Exercise inputs section start

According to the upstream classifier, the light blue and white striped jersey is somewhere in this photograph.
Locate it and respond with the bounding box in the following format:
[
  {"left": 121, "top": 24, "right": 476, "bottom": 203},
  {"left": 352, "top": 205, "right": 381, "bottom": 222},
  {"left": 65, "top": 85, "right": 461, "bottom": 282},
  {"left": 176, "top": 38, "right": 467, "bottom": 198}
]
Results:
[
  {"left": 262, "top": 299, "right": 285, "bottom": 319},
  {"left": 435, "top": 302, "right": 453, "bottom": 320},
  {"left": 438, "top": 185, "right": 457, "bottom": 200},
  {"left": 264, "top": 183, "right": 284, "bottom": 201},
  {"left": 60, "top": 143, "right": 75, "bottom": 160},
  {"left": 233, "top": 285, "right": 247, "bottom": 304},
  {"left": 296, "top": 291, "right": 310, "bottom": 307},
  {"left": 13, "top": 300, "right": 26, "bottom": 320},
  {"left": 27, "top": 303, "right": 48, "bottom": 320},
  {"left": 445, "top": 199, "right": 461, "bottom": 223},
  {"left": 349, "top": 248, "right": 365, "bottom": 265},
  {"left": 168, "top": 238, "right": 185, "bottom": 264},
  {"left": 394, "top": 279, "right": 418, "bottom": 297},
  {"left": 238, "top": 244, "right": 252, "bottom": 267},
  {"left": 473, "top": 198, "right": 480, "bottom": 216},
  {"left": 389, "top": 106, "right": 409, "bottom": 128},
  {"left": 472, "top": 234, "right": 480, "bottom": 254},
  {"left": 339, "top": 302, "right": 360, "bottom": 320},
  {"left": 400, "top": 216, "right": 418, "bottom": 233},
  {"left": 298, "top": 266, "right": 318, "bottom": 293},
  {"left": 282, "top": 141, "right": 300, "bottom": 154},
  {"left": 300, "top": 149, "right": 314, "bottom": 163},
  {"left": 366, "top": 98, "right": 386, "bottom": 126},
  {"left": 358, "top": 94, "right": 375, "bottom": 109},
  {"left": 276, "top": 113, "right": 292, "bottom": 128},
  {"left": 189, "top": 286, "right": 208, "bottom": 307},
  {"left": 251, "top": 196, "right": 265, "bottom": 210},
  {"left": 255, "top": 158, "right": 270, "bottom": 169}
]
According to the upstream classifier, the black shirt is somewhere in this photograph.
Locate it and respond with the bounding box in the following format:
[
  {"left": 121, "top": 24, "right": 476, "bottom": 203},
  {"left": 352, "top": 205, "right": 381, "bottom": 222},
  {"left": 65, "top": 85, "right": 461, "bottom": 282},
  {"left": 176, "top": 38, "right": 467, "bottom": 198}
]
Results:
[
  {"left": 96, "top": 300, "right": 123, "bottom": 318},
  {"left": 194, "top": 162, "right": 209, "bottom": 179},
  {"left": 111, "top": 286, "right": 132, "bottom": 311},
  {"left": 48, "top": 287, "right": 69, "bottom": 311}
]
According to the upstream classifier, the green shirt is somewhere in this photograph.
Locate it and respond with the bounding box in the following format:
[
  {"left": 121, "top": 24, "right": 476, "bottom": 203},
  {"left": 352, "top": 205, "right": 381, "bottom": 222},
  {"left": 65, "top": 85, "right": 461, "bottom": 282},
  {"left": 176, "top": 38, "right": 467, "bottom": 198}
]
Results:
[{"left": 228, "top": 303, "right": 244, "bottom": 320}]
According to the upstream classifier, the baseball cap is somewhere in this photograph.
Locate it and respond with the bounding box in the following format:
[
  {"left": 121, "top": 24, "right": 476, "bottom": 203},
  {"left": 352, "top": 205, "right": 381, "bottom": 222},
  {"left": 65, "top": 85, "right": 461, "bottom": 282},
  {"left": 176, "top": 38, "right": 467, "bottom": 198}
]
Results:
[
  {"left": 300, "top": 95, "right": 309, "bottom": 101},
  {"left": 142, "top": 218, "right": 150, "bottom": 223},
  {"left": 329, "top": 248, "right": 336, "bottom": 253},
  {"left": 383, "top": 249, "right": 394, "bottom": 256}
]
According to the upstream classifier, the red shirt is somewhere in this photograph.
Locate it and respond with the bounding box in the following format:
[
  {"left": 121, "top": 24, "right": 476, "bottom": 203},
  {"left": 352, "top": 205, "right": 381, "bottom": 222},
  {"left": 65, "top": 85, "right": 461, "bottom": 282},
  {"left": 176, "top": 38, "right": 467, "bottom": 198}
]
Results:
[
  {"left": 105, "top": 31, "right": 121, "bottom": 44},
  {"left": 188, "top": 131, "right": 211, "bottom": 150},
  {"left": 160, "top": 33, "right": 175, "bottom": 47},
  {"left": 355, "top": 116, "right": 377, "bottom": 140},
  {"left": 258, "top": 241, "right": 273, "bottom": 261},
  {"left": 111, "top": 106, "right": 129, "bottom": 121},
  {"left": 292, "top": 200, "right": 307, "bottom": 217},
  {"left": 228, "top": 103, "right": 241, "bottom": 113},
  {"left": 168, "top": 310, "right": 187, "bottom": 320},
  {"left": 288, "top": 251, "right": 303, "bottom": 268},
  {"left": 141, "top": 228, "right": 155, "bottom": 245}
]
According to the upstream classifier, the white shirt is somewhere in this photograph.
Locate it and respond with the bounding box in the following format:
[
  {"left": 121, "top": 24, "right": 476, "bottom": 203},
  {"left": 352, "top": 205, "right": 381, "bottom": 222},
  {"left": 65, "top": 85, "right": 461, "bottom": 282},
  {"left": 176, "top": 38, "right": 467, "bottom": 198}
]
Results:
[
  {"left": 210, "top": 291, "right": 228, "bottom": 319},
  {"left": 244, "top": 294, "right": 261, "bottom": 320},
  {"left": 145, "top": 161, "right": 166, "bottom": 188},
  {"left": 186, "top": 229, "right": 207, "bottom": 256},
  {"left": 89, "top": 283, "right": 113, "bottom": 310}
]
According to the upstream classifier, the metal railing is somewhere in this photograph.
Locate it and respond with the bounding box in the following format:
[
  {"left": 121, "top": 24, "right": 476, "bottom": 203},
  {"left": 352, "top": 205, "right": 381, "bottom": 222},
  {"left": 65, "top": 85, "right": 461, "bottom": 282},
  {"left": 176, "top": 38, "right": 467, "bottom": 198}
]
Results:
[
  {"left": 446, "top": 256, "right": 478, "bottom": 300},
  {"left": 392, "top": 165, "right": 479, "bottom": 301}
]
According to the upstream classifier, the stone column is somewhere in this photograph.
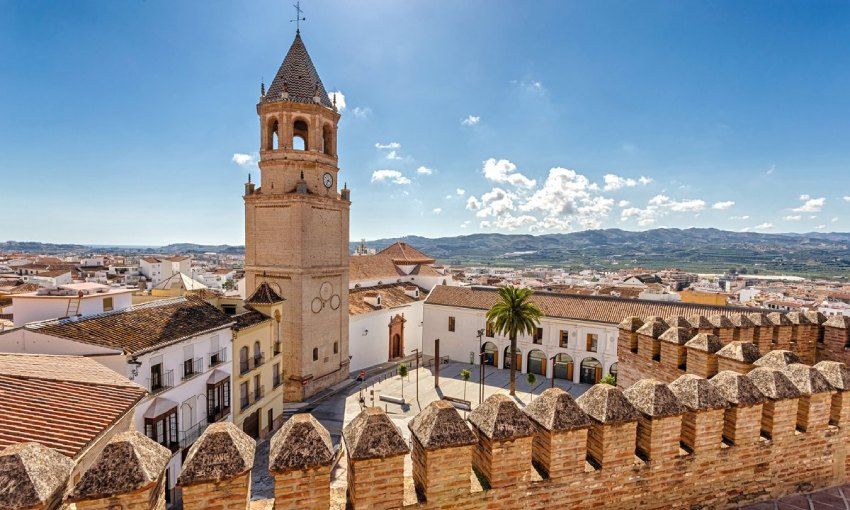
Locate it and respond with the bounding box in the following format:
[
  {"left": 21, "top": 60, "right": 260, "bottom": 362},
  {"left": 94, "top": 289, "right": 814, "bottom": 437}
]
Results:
[
  {"left": 623, "top": 379, "right": 685, "bottom": 462},
  {"left": 767, "top": 313, "right": 793, "bottom": 351},
  {"left": 710, "top": 371, "right": 766, "bottom": 446},
  {"left": 0, "top": 442, "right": 74, "bottom": 510},
  {"left": 729, "top": 314, "right": 756, "bottom": 342},
  {"left": 408, "top": 400, "right": 477, "bottom": 502},
  {"left": 709, "top": 315, "right": 736, "bottom": 344},
  {"left": 269, "top": 414, "right": 335, "bottom": 510},
  {"left": 618, "top": 316, "right": 644, "bottom": 354},
  {"left": 68, "top": 431, "right": 171, "bottom": 510},
  {"left": 668, "top": 374, "right": 728, "bottom": 453},
  {"left": 684, "top": 333, "right": 723, "bottom": 378},
  {"left": 343, "top": 407, "right": 409, "bottom": 510},
  {"left": 637, "top": 317, "right": 668, "bottom": 362},
  {"left": 524, "top": 388, "right": 591, "bottom": 479},
  {"left": 177, "top": 422, "right": 256, "bottom": 510},
  {"left": 749, "top": 313, "right": 774, "bottom": 355},
  {"left": 746, "top": 368, "right": 801, "bottom": 442},
  {"left": 468, "top": 394, "right": 535, "bottom": 488},
  {"left": 716, "top": 341, "right": 760, "bottom": 374},
  {"left": 824, "top": 316, "right": 850, "bottom": 362},
  {"left": 814, "top": 361, "right": 850, "bottom": 426},
  {"left": 782, "top": 363, "right": 834, "bottom": 432},
  {"left": 659, "top": 327, "right": 690, "bottom": 372},
  {"left": 575, "top": 384, "right": 640, "bottom": 469}
]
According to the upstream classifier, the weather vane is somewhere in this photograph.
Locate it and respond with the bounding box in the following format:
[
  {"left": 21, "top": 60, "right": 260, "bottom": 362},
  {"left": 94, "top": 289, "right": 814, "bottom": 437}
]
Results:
[{"left": 290, "top": 1, "right": 306, "bottom": 32}]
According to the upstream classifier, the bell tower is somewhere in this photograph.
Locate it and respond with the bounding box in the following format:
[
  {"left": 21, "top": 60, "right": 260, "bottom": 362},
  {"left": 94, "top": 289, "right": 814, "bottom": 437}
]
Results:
[{"left": 244, "top": 29, "right": 351, "bottom": 401}]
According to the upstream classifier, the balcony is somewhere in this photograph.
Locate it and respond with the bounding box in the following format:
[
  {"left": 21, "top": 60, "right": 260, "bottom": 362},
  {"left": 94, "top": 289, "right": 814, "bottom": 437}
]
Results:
[
  {"left": 272, "top": 371, "right": 282, "bottom": 389},
  {"left": 179, "top": 421, "right": 208, "bottom": 449},
  {"left": 208, "top": 404, "right": 230, "bottom": 423},
  {"left": 254, "top": 353, "right": 265, "bottom": 368},
  {"left": 208, "top": 348, "right": 227, "bottom": 368},
  {"left": 240, "top": 386, "right": 266, "bottom": 411},
  {"left": 147, "top": 370, "right": 174, "bottom": 395},
  {"left": 181, "top": 358, "right": 203, "bottom": 381},
  {"left": 240, "top": 354, "right": 265, "bottom": 375}
]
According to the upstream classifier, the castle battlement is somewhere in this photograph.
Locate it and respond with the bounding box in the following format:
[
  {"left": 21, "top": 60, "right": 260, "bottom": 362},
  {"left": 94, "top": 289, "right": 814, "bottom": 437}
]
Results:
[{"left": 3, "top": 359, "right": 850, "bottom": 510}]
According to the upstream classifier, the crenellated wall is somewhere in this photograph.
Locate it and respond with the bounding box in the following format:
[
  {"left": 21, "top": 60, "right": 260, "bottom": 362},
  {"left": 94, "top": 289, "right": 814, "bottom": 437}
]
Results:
[
  {"left": 616, "top": 312, "right": 850, "bottom": 388},
  {"left": 3, "top": 358, "right": 850, "bottom": 510}
]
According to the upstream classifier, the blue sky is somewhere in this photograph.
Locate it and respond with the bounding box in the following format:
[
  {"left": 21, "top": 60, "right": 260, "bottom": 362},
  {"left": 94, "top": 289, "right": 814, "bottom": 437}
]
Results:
[{"left": 1, "top": 0, "right": 849, "bottom": 245}]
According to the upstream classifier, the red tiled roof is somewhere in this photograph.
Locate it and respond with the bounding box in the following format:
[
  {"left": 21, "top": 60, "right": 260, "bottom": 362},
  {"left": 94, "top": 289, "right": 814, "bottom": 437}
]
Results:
[
  {"left": 28, "top": 297, "right": 234, "bottom": 355},
  {"left": 0, "top": 354, "right": 147, "bottom": 458},
  {"left": 349, "top": 283, "right": 425, "bottom": 315},
  {"left": 425, "top": 285, "right": 755, "bottom": 324},
  {"left": 377, "top": 242, "right": 436, "bottom": 265}
]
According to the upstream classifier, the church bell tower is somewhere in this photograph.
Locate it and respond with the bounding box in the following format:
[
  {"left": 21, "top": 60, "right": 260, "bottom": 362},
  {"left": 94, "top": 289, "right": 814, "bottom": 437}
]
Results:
[{"left": 244, "top": 29, "right": 351, "bottom": 401}]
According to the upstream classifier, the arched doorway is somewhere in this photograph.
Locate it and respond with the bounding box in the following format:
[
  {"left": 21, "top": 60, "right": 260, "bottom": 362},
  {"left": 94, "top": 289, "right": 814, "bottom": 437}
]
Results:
[
  {"left": 580, "top": 358, "right": 602, "bottom": 384},
  {"left": 503, "top": 346, "right": 522, "bottom": 371},
  {"left": 481, "top": 342, "right": 498, "bottom": 366},
  {"left": 388, "top": 314, "right": 406, "bottom": 360},
  {"left": 527, "top": 350, "right": 546, "bottom": 376},
  {"left": 553, "top": 353, "right": 574, "bottom": 381},
  {"left": 609, "top": 362, "right": 618, "bottom": 384}
]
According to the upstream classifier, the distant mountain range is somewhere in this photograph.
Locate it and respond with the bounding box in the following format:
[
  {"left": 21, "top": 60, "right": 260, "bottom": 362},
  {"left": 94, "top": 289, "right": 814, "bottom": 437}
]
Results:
[{"left": 3, "top": 228, "right": 849, "bottom": 277}]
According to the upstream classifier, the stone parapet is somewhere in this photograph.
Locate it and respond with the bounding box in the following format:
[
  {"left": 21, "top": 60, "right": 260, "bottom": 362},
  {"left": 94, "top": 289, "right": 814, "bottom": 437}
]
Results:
[
  {"left": 269, "top": 413, "right": 335, "bottom": 510},
  {"left": 468, "top": 394, "right": 535, "bottom": 488}
]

Exercise inputs section end

What to work on: In the lines above, spot each one that contains the word "stone" and copy it.

Answer to this task:
According to the upstream classifier, the stone column is somewhere in this photograph.
According to the upstream classifier, the stone parapet is somewhere in this photograph.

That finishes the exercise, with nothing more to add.